Referring expression pointing data:
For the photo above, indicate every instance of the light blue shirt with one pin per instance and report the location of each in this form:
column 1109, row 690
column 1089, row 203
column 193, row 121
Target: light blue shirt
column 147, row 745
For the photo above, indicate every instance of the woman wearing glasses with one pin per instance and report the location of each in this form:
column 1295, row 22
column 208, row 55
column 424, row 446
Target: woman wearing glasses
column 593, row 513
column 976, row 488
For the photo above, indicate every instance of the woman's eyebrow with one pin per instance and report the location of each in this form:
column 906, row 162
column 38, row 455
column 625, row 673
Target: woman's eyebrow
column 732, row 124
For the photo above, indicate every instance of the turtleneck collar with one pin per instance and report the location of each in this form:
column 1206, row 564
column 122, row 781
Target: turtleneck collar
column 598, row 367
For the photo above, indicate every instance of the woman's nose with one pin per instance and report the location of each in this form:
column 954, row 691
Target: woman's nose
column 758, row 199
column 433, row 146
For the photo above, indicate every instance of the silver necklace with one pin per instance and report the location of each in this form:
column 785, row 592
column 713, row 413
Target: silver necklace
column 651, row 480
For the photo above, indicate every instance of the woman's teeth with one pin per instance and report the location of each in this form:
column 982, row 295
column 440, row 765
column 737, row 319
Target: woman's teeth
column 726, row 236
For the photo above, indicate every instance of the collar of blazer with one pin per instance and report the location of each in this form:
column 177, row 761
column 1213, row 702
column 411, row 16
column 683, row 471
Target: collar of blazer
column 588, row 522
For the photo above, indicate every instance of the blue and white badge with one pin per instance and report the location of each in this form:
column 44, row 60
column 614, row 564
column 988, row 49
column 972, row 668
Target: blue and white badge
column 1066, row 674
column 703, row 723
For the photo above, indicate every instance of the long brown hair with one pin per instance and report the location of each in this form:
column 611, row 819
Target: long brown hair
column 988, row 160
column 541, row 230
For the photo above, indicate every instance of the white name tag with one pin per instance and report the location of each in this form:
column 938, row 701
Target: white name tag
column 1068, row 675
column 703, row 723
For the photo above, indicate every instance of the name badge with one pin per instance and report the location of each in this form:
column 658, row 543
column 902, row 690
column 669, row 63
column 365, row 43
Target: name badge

WORK REQUIRED
The records above must be output exactly, in full.

EXERCISE ANSWER
For the photo above, indicate every instance of the light blue shirt with one pin per instance and report the location of each in this form:
column 1109, row 690
column 1089, row 203
column 193, row 121
Target: light blue shirt
column 147, row 745
For the photo above, indicate every instance of the woman wearing glasses with one pin per instance and report the location of each in this form:
column 1295, row 22
column 208, row 55
column 424, row 446
Target: woman wearing glasses
column 593, row 513
column 976, row 488
For the photo above, indicate every instance of the woman's eyebrow with one pin per instance and report the location of each in this form:
column 906, row 162
column 38, row 455
column 625, row 673
Target: woman's eyebrow
column 732, row 124
For the photo above, indicate every instance of the turtleneck collar with one pin per instance and report the location of each in this form:
column 1206, row 564
column 122, row 781
Target: turtleneck collar
column 598, row 367
For the photo above, indicate every instance of the woman's nose with one pin per instance and report the location of each in this form:
column 954, row 691
Target: woman's nose
column 758, row 199
column 433, row 146
For the photo above, indicate every instance of the silver necklace with one pin per instance and report the location of each in this form:
column 785, row 592
column 713, row 413
Target: silver necklace
column 651, row 480
For the photo above, indicate every instance of the woman's teeth with one pin per instance and report the location of each in this form:
column 982, row 295
column 440, row 765
column 737, row 319
Target: woman's teeth
column 726, row 236
For the photo above, indicate every instance of the collar of blazer with one pin per instance and report the location of each in this form:
column 177, row 761
column 1213, row 702
column 411, row 16
column 683, row 471
Target: collar of blazer
column 588, row 522
For the photo above, indicate every instance of the blue and white badge with one pin per instance and report the location of each in this form:
column 44, row 60
column 614, row 564
column 988, row 49
column 972, row 668
Target: blue and white badge
column 1066, row 674
column 703, row 723
For the photo above, indicate every instance of the long brown hair with one pin per instance and report the location of each in this form:
column 611, row 819
Target: long brown hair
column 988, row 160
column 541, row 230
For the photo above, indicate every instance of the white name tag with one pin per instance and report the location of each in this form:
column 938, row 701
Target: white name tag
column 1068, row 675
column 703, row 723
For the photo above, indicate every instance of the name badge with one pin per instance and report the location of each in this form:
column 658, row 543
column 902, row 690
column 669, row 63
column 365, row 43
Target: name badge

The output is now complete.